:: WORK REQUEST ::
Which lines below include the string "parking"? Please show each one.

:: DATA FOR PROCESSING ::
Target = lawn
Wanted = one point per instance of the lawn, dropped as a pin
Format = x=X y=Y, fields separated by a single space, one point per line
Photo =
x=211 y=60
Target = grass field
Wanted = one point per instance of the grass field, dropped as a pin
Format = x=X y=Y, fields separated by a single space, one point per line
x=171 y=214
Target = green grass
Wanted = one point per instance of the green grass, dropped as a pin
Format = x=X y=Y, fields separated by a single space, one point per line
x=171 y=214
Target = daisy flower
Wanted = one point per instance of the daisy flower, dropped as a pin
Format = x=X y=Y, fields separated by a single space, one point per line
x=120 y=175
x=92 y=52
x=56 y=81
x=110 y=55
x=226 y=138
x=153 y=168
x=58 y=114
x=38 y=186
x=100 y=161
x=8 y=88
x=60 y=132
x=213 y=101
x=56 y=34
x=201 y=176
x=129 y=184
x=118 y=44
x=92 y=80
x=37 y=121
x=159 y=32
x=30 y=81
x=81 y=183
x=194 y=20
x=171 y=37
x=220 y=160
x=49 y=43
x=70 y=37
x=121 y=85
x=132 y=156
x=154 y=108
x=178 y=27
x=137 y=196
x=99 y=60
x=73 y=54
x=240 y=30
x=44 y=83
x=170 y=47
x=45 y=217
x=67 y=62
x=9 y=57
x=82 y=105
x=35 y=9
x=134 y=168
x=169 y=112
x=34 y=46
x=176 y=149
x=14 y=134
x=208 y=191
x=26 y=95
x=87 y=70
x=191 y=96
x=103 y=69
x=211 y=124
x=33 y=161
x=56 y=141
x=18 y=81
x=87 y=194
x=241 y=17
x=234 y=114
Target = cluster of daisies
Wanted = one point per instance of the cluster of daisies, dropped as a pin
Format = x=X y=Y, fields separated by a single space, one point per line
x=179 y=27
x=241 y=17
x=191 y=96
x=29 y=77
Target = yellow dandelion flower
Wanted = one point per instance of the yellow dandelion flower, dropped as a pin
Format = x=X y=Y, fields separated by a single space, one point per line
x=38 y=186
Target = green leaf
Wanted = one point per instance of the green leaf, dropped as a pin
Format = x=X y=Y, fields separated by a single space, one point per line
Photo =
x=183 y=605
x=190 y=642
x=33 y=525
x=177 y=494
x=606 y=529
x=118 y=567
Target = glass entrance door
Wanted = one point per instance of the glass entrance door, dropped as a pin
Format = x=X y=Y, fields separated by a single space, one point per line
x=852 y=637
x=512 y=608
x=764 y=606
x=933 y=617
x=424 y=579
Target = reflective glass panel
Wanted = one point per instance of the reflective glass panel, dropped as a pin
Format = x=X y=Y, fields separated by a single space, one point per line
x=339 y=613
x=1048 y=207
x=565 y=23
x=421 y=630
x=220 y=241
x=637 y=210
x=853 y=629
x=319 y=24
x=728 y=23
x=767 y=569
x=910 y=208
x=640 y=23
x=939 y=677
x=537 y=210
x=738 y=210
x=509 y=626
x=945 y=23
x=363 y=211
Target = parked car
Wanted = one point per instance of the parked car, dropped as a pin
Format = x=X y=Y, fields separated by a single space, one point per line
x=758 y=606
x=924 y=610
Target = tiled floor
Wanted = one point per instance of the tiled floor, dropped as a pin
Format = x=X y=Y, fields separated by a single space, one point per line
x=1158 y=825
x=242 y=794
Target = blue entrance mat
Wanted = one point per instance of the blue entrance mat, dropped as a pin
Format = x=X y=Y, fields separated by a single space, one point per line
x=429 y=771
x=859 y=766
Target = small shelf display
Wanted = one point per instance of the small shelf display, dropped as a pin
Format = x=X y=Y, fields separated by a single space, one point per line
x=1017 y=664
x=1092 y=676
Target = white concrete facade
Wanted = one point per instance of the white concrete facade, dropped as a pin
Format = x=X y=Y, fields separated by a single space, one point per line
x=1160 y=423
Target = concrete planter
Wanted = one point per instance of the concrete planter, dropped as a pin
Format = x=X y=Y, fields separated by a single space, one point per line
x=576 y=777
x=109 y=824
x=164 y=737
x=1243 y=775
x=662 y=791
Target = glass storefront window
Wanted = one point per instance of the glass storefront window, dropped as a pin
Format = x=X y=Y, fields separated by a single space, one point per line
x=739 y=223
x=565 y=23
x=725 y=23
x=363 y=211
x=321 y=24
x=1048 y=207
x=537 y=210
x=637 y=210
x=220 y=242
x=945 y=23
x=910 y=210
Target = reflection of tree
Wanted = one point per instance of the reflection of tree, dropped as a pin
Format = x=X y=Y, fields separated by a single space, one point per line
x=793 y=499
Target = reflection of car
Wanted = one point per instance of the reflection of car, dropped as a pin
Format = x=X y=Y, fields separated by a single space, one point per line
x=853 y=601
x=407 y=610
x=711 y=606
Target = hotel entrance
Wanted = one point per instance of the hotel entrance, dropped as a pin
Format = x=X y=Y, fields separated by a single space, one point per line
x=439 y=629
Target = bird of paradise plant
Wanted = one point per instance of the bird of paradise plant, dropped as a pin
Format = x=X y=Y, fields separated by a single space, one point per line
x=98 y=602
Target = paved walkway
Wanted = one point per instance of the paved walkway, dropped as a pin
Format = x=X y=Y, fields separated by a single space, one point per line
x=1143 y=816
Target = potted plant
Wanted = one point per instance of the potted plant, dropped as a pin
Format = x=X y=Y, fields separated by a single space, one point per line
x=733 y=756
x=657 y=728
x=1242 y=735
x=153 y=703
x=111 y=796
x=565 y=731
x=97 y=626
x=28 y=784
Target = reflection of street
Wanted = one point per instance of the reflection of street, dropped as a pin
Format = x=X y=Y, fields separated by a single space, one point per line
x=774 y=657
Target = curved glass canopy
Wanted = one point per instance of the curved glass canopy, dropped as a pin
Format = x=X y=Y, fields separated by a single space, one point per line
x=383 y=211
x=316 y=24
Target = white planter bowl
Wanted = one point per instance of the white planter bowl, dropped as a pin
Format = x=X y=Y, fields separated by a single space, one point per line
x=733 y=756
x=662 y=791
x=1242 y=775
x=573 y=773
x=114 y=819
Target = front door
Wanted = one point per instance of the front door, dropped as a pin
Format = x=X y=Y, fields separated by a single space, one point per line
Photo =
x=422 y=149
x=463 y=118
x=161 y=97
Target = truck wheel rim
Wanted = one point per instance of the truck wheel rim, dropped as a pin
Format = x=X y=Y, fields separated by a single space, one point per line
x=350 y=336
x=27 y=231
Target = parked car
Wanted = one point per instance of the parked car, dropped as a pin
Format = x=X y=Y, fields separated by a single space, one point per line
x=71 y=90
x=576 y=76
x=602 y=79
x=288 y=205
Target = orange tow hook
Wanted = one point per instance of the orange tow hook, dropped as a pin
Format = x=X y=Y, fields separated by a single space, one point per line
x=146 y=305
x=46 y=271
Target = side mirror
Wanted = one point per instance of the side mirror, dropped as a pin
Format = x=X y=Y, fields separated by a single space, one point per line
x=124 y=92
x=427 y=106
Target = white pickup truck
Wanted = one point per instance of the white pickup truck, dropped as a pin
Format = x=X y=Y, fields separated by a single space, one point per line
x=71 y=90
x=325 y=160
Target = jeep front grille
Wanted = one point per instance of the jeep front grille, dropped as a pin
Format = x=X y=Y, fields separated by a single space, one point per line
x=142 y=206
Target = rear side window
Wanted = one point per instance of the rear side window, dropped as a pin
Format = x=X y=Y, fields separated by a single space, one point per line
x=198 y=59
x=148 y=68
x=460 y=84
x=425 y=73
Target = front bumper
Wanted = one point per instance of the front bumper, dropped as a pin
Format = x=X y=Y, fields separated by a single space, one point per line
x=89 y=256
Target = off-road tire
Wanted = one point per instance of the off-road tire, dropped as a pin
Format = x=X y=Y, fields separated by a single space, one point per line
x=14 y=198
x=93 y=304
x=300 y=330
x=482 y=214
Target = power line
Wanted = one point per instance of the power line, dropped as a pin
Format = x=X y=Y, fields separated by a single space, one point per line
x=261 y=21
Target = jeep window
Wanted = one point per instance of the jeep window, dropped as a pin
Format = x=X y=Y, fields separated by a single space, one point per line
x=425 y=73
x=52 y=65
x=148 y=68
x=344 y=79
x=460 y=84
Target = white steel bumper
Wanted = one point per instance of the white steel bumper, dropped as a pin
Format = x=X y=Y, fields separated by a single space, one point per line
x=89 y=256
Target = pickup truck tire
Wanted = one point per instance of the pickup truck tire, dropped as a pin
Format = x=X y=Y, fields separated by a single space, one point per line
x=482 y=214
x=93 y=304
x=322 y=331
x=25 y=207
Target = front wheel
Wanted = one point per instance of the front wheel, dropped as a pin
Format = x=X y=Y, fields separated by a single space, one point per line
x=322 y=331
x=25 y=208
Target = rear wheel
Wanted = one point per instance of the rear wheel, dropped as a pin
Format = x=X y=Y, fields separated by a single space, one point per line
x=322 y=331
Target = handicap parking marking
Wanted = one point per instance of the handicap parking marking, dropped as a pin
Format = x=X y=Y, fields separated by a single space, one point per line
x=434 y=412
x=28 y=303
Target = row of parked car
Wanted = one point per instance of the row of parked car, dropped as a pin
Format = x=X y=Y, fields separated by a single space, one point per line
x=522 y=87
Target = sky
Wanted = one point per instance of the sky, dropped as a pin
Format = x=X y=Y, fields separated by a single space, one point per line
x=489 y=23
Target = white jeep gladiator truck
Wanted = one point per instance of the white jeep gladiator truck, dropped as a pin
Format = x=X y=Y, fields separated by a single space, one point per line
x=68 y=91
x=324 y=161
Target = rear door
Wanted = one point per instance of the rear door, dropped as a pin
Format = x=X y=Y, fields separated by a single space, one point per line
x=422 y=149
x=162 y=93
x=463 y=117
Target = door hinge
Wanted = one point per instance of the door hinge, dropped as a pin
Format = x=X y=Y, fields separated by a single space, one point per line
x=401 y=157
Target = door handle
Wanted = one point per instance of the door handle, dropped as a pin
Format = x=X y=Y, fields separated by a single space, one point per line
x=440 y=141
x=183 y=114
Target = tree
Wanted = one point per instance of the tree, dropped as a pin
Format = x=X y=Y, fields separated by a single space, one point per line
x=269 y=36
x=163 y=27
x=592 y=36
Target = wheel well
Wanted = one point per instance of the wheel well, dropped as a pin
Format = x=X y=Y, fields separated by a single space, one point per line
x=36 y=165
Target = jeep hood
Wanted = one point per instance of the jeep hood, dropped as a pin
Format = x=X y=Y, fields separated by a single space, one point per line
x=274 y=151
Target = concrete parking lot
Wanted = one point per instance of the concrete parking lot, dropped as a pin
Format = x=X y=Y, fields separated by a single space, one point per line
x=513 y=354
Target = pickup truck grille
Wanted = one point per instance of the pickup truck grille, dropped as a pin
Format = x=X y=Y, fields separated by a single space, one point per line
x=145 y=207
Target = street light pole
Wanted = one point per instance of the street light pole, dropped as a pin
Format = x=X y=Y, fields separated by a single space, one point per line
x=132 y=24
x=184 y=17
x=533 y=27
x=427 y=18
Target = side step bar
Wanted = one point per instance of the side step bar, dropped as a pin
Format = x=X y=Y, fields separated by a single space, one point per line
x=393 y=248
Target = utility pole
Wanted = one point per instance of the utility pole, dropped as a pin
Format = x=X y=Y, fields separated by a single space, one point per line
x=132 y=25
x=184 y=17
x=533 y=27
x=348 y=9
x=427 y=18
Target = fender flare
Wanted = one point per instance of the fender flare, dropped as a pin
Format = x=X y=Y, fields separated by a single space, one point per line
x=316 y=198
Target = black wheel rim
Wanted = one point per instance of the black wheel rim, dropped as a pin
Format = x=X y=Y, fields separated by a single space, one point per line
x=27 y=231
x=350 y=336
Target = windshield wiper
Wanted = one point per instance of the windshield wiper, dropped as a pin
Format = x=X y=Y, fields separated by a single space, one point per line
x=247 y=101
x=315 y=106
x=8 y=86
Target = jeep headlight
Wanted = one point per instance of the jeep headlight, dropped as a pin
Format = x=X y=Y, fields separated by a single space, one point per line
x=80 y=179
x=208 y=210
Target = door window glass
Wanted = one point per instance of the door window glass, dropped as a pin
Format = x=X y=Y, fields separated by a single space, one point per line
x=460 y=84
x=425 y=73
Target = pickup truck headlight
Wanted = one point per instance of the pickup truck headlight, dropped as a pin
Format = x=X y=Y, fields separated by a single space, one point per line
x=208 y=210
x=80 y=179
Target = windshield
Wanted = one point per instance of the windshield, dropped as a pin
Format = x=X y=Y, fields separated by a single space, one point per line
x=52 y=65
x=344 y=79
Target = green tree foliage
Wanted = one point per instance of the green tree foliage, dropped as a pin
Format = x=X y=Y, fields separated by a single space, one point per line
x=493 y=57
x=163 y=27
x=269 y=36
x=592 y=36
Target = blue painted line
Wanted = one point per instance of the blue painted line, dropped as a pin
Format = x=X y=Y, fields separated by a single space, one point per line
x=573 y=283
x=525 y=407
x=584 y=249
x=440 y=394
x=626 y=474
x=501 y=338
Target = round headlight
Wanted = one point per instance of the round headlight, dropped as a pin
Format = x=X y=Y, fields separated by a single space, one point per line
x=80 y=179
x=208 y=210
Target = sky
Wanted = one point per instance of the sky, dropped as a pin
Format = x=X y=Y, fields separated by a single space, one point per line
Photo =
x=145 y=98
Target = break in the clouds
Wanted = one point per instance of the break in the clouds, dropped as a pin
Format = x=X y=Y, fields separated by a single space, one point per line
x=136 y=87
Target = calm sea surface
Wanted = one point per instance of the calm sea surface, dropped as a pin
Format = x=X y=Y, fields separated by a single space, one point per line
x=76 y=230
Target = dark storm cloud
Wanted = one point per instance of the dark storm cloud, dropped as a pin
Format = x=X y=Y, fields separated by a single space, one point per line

:: SOLUTION TO THIS PROBLEM ::
Target = handicap parking marking
Wanted = one point per instance of the handicap parking marking, dropped as a pin
Target = concrete parking lot
Wanted = one point per instance of the concrete parking lot, dropped as a pin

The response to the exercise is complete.